REQUIRED WORK: From the passage on satellite snow cover and ancillary data, list every data product the study used, with the spatial resolution given for each.

PASSAGE:
4) Satellite snow cover

Representativeness of in situ snow depth measurements is largely determined by the spatial heterogeneity of snow depth in the surrounding area. Due to the unavailability of subgrid scale snow depth distribution near a station, optical satellite snow cover data with a high spatial resolution are often used as a substitute (Molotch and Bales 2005, 2006). In this study, the “binary” (i.e., snow or not snow) snow cover map provided by the MODIS daily snow cover product (MOD10A1, from 2000 to 2013) with a spatial resolution of 500 m was used. The MODIS snow mapping algorithm is based on a normalized difference snow index (NDSI) approach. Normalized difference vegetation index (NDVI) criteria are also applied to enable snow detection in areas with dense vegetation (Dong and Menzel 2016). Many studies have confirmed high accuracy and consistency of MODIS snow cover images by comparing them with other high spatial resolution satellite-derived snow products or ground-based point snow depth measurements (Maurer et al. 2003; Hall and Riggs 2007).

5) Other ancillary data

Forest coverage is a potentially important factor that influences station representativeness and satellite snow depth product quality (Vander Jagt et al. 2013). Snow depth tends to be underestimated because forest attenuation and its upwelling radiation can decrease the passive microwave brightness temperature signal from snow cover underneath (Chang 1996). Meanwhile, operational meteorological stations measure snow depth in clearings where snow dynamics differ from those in the forest (Raleigh et al. 2013). Therefore, stations located near dense forests tend to have problems representing the surrounding environment. In this study, the MODIS percent tree cover product (MOD44B, with a spatial resolution of 500 m) was used to extract the mean forest coverage for the surrounding area of each station (Hansen et al. 2002).

Elevation is another important factor that needs to be considered (Jost et al. 2007; Grünewald et al. 2013). Complex topography within a microwave footprint makes it difficult to extract the snow signature. Different viewing angles of mountains by the ascending and descending orbits further complicate the problem (Chang and Rango 2000). Grids with high standard deviations of elevation are often excluded from interpolation or assimilation analysis (Takala et al. 2011). In this study, the global DEM data (GTOPO30, with a spatial resolution of approximately 1 km) were used to extract standard deviations of elevation in the surrounding area of each station.

DATASET EXCERPTS:
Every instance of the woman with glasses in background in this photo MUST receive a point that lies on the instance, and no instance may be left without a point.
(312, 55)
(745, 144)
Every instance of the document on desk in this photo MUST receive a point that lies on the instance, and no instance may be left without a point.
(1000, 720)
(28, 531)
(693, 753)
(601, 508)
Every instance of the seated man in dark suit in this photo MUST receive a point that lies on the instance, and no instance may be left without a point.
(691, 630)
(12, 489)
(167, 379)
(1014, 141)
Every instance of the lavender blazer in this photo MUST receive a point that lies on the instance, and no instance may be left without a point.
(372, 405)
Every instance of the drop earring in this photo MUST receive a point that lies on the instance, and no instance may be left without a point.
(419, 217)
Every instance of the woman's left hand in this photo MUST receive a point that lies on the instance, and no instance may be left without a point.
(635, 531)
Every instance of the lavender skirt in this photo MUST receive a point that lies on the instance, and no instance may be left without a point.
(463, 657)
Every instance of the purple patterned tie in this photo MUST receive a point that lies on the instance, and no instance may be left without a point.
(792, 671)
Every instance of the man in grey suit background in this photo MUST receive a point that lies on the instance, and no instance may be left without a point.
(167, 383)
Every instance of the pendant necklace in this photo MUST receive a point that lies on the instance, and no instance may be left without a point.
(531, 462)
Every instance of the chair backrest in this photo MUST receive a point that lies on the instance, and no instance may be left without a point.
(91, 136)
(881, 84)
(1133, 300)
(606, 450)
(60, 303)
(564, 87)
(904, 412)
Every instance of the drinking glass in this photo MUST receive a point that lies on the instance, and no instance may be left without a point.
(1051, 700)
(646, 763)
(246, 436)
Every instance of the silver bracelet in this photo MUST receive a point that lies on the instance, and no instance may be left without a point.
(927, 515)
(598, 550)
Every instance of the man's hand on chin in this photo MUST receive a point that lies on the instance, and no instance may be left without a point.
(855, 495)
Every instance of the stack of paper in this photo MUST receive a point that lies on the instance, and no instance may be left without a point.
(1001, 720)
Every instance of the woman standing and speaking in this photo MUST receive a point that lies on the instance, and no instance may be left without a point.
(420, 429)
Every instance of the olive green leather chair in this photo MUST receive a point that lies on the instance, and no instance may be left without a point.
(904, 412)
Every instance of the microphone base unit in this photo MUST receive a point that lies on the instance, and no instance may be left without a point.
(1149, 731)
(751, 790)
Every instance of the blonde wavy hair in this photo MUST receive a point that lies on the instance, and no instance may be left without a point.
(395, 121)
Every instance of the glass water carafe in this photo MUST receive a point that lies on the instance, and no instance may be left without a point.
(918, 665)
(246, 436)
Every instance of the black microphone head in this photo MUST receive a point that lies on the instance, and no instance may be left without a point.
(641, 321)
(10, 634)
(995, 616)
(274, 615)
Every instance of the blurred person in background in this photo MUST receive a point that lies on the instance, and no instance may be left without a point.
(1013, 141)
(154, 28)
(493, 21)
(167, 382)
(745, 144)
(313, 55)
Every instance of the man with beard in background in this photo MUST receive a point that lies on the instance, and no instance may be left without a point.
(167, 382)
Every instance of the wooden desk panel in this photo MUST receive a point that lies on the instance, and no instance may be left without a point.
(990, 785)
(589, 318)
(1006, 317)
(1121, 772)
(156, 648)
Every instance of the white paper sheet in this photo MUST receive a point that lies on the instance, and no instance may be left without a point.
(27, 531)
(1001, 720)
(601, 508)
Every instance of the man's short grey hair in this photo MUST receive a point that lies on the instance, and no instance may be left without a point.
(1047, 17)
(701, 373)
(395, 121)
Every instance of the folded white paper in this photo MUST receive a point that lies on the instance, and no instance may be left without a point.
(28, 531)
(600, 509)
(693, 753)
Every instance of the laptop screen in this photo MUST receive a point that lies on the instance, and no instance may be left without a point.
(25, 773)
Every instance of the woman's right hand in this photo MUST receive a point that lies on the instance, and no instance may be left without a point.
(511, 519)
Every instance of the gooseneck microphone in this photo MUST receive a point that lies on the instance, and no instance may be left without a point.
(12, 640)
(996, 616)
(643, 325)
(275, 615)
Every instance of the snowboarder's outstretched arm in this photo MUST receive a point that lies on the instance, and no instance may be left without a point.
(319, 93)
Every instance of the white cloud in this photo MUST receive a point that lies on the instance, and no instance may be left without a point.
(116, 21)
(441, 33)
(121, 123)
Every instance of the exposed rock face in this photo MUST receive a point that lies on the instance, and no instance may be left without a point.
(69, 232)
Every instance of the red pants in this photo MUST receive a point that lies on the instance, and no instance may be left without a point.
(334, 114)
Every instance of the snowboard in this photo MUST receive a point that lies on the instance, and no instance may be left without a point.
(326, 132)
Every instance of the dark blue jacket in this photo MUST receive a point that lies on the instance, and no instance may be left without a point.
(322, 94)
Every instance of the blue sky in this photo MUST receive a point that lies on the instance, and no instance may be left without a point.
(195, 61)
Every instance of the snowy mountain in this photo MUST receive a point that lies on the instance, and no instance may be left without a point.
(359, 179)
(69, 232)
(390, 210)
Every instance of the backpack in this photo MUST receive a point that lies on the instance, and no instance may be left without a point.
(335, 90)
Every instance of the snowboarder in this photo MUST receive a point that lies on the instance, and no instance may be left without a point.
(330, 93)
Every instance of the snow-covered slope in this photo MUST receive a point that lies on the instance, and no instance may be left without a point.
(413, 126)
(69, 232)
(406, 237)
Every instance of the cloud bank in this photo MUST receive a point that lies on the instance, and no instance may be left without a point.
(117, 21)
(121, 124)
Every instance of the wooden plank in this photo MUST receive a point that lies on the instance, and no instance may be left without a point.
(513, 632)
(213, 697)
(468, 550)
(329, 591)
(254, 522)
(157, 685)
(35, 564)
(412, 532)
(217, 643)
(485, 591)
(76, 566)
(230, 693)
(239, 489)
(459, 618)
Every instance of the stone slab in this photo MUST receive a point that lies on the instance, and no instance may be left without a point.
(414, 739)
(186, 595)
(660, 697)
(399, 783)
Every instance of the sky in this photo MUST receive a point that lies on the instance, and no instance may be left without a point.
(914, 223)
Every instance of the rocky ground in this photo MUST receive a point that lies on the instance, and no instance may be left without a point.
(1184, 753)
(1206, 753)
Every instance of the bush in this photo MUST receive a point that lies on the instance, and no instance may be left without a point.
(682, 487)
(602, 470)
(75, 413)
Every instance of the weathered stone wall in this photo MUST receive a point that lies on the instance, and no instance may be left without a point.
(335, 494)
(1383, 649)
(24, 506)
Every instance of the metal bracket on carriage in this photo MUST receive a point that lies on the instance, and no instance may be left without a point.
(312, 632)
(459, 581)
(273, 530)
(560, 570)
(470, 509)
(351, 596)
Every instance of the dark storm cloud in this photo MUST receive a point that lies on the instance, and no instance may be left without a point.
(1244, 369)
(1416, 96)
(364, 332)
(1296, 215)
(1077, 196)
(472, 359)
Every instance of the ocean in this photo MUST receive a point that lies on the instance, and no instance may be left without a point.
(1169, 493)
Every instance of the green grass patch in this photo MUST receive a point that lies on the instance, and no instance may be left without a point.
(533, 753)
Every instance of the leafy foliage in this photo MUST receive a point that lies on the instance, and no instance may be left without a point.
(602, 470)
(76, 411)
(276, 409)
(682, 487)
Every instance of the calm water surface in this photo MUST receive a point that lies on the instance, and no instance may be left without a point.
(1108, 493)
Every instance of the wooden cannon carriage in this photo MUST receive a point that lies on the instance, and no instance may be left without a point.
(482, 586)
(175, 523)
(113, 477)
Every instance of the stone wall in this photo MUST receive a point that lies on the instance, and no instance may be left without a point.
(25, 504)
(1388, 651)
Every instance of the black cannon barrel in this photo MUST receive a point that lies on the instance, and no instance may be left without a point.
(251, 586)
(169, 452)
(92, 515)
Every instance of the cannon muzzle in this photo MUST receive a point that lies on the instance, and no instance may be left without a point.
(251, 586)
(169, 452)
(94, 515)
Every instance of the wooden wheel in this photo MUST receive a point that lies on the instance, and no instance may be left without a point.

RESPONSE FOR THIS EXERCISE:
- MODIS daily snow cover product (MOD10A1, 2000 to 2013): 500 m
- MODIS percent tree cover product (MOD44B): 500 m
- Global DEM data (GTOPO30): approximately 1 km